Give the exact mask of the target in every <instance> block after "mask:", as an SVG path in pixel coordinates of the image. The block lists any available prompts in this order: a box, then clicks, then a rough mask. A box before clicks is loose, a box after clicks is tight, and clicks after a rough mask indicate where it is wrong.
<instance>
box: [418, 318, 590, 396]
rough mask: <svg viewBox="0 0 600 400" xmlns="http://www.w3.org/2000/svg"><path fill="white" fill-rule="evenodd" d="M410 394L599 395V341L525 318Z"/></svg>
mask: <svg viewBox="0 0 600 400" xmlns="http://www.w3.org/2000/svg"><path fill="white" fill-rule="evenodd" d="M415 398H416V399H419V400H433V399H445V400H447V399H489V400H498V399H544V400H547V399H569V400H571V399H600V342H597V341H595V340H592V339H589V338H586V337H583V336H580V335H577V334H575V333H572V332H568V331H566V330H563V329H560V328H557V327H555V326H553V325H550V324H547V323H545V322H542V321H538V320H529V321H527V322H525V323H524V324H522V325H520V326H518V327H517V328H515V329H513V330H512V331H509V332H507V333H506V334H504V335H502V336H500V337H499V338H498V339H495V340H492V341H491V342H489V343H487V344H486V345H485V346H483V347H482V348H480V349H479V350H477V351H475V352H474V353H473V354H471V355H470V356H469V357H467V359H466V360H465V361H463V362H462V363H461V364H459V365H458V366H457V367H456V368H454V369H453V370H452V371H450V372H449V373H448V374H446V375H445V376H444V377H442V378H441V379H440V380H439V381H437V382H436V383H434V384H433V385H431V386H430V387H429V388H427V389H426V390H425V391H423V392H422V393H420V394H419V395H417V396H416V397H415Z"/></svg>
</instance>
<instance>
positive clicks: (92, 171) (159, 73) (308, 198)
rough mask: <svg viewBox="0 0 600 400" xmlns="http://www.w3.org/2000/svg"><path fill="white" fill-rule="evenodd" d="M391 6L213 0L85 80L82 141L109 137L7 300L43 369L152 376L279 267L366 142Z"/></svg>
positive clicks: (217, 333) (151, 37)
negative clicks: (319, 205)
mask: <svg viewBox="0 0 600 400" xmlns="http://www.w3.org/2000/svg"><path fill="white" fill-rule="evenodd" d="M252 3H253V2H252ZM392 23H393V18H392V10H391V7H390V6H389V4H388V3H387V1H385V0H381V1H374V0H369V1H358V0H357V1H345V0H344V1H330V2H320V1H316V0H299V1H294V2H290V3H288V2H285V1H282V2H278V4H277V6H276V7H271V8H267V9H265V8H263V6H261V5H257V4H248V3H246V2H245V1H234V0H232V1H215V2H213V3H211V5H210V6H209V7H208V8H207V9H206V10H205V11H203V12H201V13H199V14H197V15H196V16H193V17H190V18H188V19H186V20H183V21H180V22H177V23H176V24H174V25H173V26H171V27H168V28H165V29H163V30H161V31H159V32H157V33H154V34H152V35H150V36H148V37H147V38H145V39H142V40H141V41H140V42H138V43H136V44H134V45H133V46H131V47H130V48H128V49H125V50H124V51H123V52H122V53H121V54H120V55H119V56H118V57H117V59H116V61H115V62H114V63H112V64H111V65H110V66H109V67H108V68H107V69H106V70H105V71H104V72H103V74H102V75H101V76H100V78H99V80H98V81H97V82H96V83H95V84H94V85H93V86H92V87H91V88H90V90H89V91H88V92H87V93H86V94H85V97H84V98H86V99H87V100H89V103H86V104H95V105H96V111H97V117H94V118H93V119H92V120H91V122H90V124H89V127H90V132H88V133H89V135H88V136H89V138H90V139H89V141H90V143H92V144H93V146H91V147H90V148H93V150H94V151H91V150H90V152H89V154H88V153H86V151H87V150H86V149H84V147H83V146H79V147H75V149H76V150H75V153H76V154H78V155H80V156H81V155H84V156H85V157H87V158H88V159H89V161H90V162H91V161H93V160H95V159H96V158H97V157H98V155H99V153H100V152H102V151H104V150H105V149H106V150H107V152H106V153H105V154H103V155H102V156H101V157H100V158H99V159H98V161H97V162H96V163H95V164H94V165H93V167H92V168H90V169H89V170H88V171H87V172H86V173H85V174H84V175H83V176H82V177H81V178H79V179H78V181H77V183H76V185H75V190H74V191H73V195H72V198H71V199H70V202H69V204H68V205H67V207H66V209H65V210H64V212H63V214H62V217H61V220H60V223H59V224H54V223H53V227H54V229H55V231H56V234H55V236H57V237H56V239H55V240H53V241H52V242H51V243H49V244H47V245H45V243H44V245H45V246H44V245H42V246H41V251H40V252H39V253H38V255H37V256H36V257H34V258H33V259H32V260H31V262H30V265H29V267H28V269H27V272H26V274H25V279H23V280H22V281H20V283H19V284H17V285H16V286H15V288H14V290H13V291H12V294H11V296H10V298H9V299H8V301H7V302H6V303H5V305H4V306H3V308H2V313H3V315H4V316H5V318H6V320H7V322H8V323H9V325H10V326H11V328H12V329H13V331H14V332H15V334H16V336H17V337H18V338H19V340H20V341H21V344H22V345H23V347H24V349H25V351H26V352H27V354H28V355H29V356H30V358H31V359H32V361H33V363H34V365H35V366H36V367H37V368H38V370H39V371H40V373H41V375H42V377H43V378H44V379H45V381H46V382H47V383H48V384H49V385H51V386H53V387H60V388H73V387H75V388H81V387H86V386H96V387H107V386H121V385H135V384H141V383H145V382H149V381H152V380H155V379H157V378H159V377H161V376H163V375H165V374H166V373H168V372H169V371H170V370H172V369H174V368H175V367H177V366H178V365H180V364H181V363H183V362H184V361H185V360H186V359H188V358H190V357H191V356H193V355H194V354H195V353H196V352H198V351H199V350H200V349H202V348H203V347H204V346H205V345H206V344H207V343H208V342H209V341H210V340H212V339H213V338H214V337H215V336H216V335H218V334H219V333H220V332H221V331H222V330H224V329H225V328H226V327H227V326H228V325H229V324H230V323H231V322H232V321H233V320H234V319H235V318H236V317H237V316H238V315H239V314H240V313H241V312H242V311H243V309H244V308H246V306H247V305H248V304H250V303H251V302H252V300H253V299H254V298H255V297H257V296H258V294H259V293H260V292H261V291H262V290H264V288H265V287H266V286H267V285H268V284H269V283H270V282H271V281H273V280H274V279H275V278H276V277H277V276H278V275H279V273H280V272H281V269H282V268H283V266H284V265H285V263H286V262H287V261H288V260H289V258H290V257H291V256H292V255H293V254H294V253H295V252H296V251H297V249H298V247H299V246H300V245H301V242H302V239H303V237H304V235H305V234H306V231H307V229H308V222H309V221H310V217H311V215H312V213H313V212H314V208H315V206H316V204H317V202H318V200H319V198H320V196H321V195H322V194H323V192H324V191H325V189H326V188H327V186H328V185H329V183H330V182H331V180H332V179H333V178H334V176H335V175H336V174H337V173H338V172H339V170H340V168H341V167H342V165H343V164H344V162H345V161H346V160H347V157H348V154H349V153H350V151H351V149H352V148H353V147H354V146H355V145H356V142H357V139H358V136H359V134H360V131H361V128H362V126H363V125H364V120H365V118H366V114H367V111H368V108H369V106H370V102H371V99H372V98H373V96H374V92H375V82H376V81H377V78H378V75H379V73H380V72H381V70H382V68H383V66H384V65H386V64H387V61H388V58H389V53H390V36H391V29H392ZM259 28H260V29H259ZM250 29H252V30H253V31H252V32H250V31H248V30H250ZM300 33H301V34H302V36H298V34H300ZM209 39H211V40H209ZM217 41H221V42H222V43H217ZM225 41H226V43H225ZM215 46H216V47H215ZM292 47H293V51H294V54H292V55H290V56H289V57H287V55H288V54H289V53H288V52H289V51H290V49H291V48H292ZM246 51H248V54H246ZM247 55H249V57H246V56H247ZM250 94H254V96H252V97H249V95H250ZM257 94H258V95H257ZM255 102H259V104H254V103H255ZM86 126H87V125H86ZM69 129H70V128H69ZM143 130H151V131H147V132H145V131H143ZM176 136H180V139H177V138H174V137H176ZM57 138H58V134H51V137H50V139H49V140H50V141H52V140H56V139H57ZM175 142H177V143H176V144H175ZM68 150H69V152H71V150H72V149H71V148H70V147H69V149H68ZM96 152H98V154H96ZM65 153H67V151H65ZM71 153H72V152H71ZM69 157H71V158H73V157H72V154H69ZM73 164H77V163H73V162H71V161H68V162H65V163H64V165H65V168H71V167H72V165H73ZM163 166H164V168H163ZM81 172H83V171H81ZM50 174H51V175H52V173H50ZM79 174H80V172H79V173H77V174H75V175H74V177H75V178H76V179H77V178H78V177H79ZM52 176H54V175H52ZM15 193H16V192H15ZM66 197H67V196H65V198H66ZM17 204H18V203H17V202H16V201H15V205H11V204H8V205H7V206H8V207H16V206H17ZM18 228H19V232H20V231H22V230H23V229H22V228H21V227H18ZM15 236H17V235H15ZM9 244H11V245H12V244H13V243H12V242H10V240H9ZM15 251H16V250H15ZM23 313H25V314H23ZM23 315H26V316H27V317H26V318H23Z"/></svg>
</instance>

§

[ASSIGNMENT]
Your answer should consist of each line of the data above in which the word "rough" occurs.

[ANSWER TO THIS TASK]
Give the exact mask of the target in every <instance> block after "mask:", as an SVG path in pixel coordinates of the image. The block lists any available prompts in this order: a box, then clicks, then a rough mask. A box before clicks is loose, a box after clicks is tight, and clicks after a rough mask indicate where it is wrong.
rough mask: <svg viewBox="0 0 600 400" xmlns="http://www.w3.org/2000/svg"><path fill="white" fill-rule="evenodd" d="M410 394L599 395V341L525 318Z"/></svg>
rough mask: <svg viewBox="0 0 600 400" xmlns="http://www.w3.org/2000/svg"><path fill="white" fill-rule="evenodd" d="M391 6L213 0L85 80L82 141L109 137L7 300L43 369L152 376L279 267L366 142Z"/></svg>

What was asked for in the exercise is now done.